Pick out and copy each line in the listing below that contains the string "railing". Uppercase and lowercase count as different.

= = = =

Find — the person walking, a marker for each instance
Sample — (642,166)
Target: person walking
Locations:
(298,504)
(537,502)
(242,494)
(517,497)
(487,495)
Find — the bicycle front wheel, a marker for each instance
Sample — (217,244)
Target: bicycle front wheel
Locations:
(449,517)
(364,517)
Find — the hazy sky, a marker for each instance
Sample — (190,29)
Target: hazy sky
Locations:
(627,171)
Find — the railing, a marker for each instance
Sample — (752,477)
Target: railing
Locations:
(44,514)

= = = =

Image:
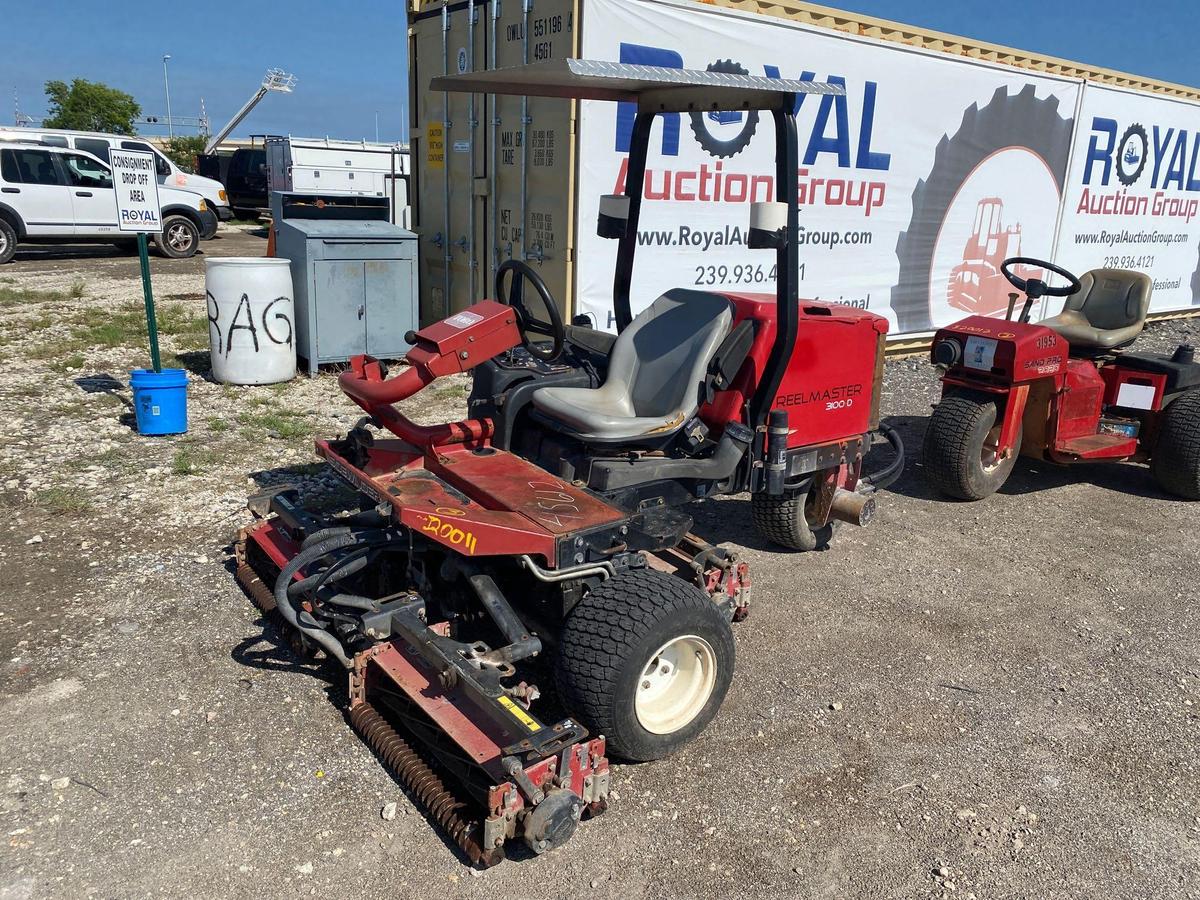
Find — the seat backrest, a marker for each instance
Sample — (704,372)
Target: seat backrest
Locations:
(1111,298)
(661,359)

= = = =

• _RESULT OF THIS EXERCISE_
Find — the railing, a marker for each instance
Target: railing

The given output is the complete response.